### Task description
From the entries below, copy every line holding the word "Target".

### Record extracts

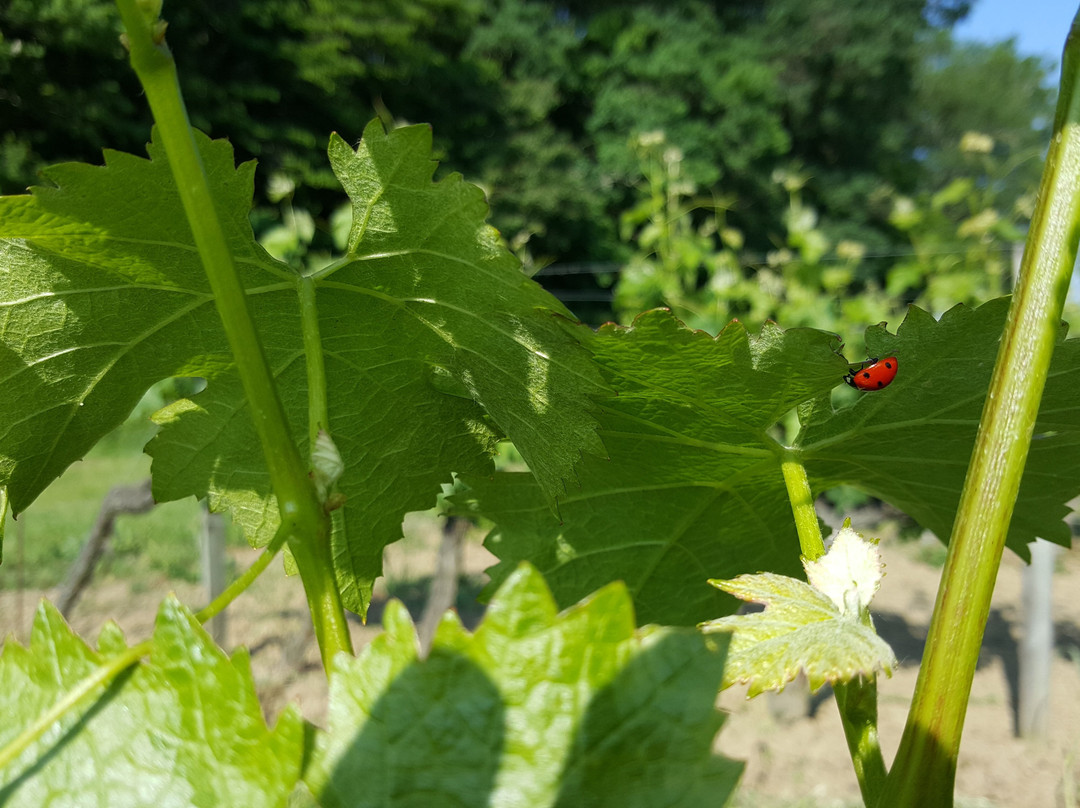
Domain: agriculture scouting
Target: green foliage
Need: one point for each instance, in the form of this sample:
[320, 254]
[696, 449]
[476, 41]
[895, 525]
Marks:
---
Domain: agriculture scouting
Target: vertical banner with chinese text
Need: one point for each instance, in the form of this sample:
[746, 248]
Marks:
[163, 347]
* * *
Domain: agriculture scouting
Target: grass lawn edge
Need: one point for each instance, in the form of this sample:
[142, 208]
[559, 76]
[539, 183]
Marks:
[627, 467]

### Final answer
Target: green foliage
Target: vertical banner with chinese text
Target: grass lawn edge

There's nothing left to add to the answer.